Problem to work on
Lay out everything from the line containing "Find the purple" down to the line containing "top-left (291, 648), bottom-right (336, 690)", both included, as a two-column CSV with the headers instruction and response. Give one row per entry, put each value in a single quoted field with line breaks replaced by spaces, and omit the pictures.

Raw data
──────────

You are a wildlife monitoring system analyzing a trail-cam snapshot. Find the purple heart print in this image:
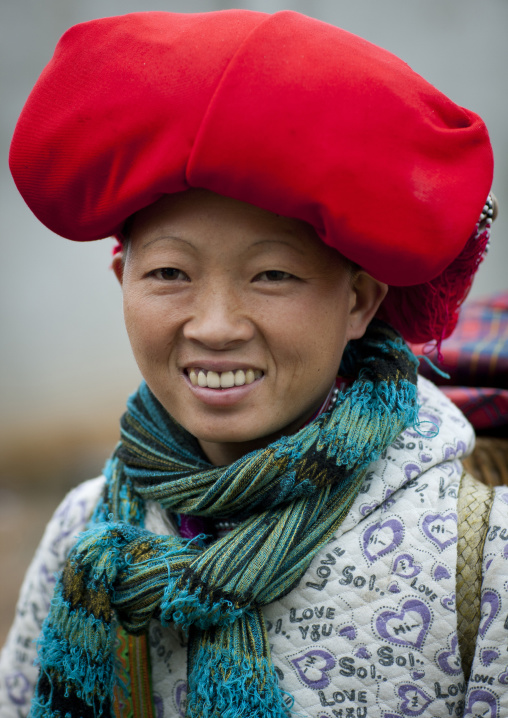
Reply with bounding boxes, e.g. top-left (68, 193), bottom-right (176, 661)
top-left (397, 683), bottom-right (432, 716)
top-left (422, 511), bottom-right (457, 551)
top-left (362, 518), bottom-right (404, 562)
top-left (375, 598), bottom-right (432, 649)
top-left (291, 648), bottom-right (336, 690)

──────────

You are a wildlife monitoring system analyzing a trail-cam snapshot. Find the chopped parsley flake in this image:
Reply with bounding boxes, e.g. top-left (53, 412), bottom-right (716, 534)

──────────

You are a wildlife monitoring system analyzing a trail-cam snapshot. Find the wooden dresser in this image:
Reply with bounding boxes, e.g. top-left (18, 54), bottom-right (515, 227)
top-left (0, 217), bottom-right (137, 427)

──────────

Problem solution
instruction,response
"You are a wildlife monitoring system analyzing a trail-cam snapshot. Find the purple heart print in this image: Reply with bounding boxes, e.g. top-left (68, 193), bottom-right (176, 661)","top-left (397, 683), bottom-right (432, 716) top-left (422, 511), bottom-right (457, 551) top-left (362, 518), bottom-right (404, 562) top-left (375, 598), bottom-right (432, 649) top-left (291, 648), bottom-right (336, 690)"